**PASSAGE GIVEN**
Single by OutKast

from the album Idlewild
- B-side: "She Lives in My Lap"
- Released: 2006
- Genre: Blues
- Length: 3:24
- Label: Sony BMG/Zomba Records/LaFace Records
- Songwriter(s): André Benjamin
- Producer(s): André 3000

OutKast singles chronology
| "Morris Brown" (2006) | "Idlewild Blue (Don'tchu Worry 'Bout Me)" (2006) | "Hollywood Divorce" (2006) |

Music video
- "Idlewild Blue (Don'tchu Worry 'Bout Me)" on YouTube

= Idlewild Blue (Don'tchu Worry 'Bout Me) =

"Idlewild Blue (Don'tchu Worry 'Bout Me)" is the third single released from American musical duo OutKast's sixth studio album, Idlewild, and the first from the album that is sung by André 3000. Andre also plays the guitar for the song, using the standard 12-bar blues. The song tells the story of a character wishing to gain his independence by leaving the familiarity of his family, friends and town. The video shows Andre and the band playing in an old house during a thunder storm, with people dancing around him. The building slowly fills with rain water, and by the end of the video, everything in the house is underwater. Because of the proximity in which the video was filmed, some viewers interpret the video to be a visual allusion to the New Orleans flooding following Hurricane Katrina, while others think the water represents the "blues" that can flood over someone's life. The end of the video features a text that reads, "Dedicated to all those tryin' to stay afloat."

**THINGS TO DO**
1/ Using the Idlewild Blue article, decide whether each statement agrees with it: (a) The single's B-side is "She Lives in My Lap." (b) The single's producer is listed as Big Boi. (c) By the end of the music video, the house has stayed dry. Answer yes or no for each, and quote the words from the Idlewild Blue article that decide it.
2/ Write the next part of the Idlewild Blue article, picking up right after its final sentence.

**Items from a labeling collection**
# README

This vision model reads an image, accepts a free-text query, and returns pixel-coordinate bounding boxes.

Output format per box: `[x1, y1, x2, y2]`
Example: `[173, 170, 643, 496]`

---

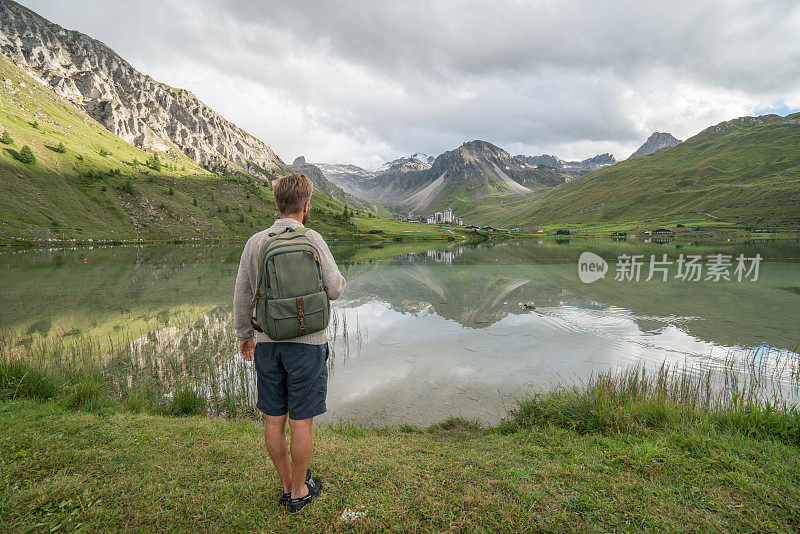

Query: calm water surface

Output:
[0, 239, 800, 424]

**THE ANSWERS**
1/
(a) Yes: "B-side: "She Lives in My Lap""
(b) No: "Producer(s): André 3000"
(c) No: "by the end of the video, everything in the house is underwater"

2/
==Recording==
André 3000 wrote the song during the shooting of Four Brothers.

==Track listings==
- CD single
1. "Idlewild Blue (Don'tchu Worry 'Bout Me)" – 3:24
2. "She Lives in My Lap" (featuring Rosario Dawson) – 4:29

- Promo
3. "Idlewild Blue (Don'tchu Worry 'Bout Me)" (main version) – 3:24
4. "Idlewild Blue (Don'tchu Worry 'Bout Me)" (clean version) – 3:24
5. "Idlewild Blue (Don'tchu Worry 'Bout Me)" (instrumental) – 3:24

==Charts==

Weekly chart positions for "Idlewild Blue (Don'tchu Worry 'Bout Me)"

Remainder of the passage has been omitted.